(Problem description):
Could you rewrite the rows from the line that has "Could you please pick out the black leggings" through the last row, replacing "leggings" with "tights" and leaving everything else as it is?
### Data provided
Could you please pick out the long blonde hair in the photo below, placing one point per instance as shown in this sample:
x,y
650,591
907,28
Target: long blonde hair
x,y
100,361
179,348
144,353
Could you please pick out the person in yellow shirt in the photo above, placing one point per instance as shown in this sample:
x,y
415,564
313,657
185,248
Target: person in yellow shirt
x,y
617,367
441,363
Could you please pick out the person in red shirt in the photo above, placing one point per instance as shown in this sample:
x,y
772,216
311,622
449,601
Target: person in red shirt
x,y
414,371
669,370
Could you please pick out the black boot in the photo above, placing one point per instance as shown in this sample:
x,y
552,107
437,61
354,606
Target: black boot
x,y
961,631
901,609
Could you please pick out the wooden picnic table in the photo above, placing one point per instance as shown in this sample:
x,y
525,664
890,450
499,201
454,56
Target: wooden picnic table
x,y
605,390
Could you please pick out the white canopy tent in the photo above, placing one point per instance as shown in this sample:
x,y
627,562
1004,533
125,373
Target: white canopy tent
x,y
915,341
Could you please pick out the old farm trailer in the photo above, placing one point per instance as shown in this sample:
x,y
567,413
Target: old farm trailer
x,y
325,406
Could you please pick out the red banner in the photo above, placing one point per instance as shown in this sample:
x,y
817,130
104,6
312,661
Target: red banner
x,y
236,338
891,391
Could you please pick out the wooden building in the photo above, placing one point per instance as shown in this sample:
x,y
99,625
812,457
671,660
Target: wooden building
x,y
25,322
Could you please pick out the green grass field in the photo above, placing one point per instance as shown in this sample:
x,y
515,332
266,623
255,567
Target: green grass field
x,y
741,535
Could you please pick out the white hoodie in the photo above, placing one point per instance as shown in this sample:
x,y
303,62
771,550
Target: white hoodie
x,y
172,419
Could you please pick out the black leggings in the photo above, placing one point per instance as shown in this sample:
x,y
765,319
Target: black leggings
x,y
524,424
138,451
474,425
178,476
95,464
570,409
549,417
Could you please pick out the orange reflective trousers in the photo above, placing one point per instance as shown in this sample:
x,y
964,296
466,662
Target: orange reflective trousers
######
(The completed task):
Could you please pick out the black tights in the photo above, placing one point per instance as shown in this sample:
x,y
765,319
Target: black tights
x,y
524,424
138,451
474,425
178,476
95,464
570,409
549,417
Could you please pick out the orange reflective trousers in the photo above, placing one point per instance as shown in this sample:
x,y
964,296
466,662
Target: orange reflective trousers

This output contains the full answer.